▶ **Listing**:

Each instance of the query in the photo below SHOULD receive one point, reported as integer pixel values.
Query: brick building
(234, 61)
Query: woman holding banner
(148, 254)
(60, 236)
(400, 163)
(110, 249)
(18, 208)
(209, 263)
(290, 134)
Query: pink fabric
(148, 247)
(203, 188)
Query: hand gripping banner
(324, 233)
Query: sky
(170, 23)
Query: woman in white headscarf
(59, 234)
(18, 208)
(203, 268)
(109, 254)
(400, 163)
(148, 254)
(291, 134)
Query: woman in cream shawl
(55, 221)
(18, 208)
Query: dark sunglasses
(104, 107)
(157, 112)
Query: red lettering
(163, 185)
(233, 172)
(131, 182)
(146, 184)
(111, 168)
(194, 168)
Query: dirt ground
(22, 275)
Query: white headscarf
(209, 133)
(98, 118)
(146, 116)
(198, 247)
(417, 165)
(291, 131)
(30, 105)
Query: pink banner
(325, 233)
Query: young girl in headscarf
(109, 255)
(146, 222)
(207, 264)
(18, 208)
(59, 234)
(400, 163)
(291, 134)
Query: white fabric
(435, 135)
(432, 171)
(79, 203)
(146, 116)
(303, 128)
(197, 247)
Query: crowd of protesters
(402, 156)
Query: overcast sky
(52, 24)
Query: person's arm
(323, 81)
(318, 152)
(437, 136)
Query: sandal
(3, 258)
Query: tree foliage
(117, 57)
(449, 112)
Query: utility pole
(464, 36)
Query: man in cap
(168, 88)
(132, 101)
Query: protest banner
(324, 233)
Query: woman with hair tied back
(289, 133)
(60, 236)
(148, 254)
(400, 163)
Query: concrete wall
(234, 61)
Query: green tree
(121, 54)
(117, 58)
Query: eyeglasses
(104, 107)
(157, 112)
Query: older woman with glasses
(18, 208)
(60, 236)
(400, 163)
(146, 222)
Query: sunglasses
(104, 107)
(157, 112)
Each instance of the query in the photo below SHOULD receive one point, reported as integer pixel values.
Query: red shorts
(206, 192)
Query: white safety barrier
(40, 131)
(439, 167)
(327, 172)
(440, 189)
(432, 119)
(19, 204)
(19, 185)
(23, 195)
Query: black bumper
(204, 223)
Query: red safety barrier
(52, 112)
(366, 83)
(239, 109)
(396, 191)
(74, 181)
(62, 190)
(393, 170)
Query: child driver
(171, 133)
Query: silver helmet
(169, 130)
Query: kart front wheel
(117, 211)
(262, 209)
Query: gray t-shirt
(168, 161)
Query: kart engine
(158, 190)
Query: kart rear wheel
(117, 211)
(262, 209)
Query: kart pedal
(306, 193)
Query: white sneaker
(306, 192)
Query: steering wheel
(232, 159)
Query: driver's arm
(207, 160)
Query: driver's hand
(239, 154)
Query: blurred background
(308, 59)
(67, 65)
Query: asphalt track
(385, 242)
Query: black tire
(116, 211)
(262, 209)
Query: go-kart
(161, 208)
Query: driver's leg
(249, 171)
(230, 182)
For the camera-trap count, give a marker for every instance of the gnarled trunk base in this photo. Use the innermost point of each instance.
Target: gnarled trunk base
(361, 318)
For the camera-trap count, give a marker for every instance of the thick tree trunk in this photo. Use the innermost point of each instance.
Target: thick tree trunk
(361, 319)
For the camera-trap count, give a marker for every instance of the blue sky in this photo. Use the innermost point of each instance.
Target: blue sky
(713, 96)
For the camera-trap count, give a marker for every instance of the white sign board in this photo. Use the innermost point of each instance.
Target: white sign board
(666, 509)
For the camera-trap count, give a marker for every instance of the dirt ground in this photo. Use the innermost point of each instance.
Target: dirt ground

▶ **Stated task**: All of the data needs to be reproduced exactly, with no line missing.

▶ **Complete output**:
Each instance of the query in the photo below SHOULD receive one point, reported as integer pixel values.
Query: brick building
(234, 61)
Query: woman holding banner
(148, 254)
(60, 236)
(400, 163)
(110, 249)
(18, 208)
(209, 263)
(290, 134)
Query: pink fabric
(148, 247)
(203, 188)
Query: hand gripping banner
(324, 233)
Query: sky
(170, 23)
Query: woman in white headscarf
(59, 234)
(18, 208)
(203, 268)
(109, 254)
(400, 163)
(148, 254)
(291, 134)
Query: woman in cream shawl
(55, 221)
(18, 208)
Query: dark sunglasses
(104, 107)
(157, 112)
Query: red lettering
(163, 185)
(233, 172)
(131, 182)
(146, 184)
(111, 168)
(194, 168)
Query: dirt ground
(22, 275)
Query: white headscarf
(209, 133)
(98, 118)
(146, 116)
(198, 247)
(417, 165)
(291, 131)
(30, 105)
Query: pink banner
(325, 233)
Query: young girl in headscarf
(109, 255)
(146, 222)
(207, 264)
(18, 208)
(59, 234)
(400, 163)
(291, 134)
Query: white fabric
(435, 135)
(432, 171)
(79, 203)
(146, 116)
(303, 128)
(197, 247)
Query: crowd of protesters
(402, 156)
Query: overcast sky
(52, 24)
Query: person's arm
(323, 81)
(318, 152)
(437, 136)
Query: sandal
(3, 258)
Query: tree foliage
(117, 57)
(449, 112)
Query: utility pole
(464, 36)
Query: man in cap
(168, 88)
(132, 101)
Query: protest banner
(324, 233)
Query: woman with hair tied back
(289, 133)
(60, 236)
(148, 254)
(400, 163)
Query: concrete wall
(234, 61)
Query: green tree
(121, 54)
(117, 58)
Query: eyeglasses
(104, 107)
(157, 112)
Query: older woman with glasses
(18, 208)
(60, 236)
(400, 163)
(146, 222)
Query: sunglasses
(104, 107)
(157, 112)
Each instance of the query in the photo below SHOULD receive one point, reported as integer pixel values.
Query: red shorts
(206, 192)
Query: white safety barrier
(40, 131)
(439, 167)
(327, 172)
(440, 189)
(432, 119)
(19, 204)
(19, 185)
(23, 195)
Query: black bumper
(204, 223)
Query: red safety barrier
(52, 112)
(366, 83)
(239, 109)
(396, 191)
(74, 181)
(62, 190)
(393, 170)
Query: child driver
(171, 133)
Query: silver helmet
(169, 130)
Query: kart front wheel
(117, 211)
(262, 209)
Query: gray t-shirt
(168, 161)
Query: kart engine
(158, 190)
Query: kart rear wheel
(117, 211)
(262, 209)
Query: kart pedal
(306, 193)
Query: white sneaker
(306, 192)
Query: steering wheel
(232, 159)
Query: driver's arm
(207, 160)
Query: driver's hand
(239, 154)
Query: blurred background
(308, 59)
(67, 65)
Query: asphalt track
(385, 242)
Query: black tire
(116, 211)
(262, 209)
Query: go-kart
(161, 208)
Query: driver's leg
(249, 171)
(230, 182)
For the camera-trap count, give a marker for every instance of the gnarled trunk base in this photo. Use the innermost point of each instance.
Target: gnarled trunk base
(361, 318)
For the camera-trap count, give a marker for every instance of the thick tree trunk in this photo. Use the innermost point of each instance.
Target: thick tree trunk
(361, 319)
For the camera-trap count, give a marker for every instance of the blue sky in this photo. Use the innermost point of each instance.
Target: blue sky
(713, 96)
For the camera-trap count, give a marker for every instance of the white sign board in this photo. Use the innermost point of each instance.
Target: white sign board
(666, 509)
For the camera-trap count, give a marker for every instance of the dirt ground in this photo. Use the innermost point of each instance.
Target: dirt ground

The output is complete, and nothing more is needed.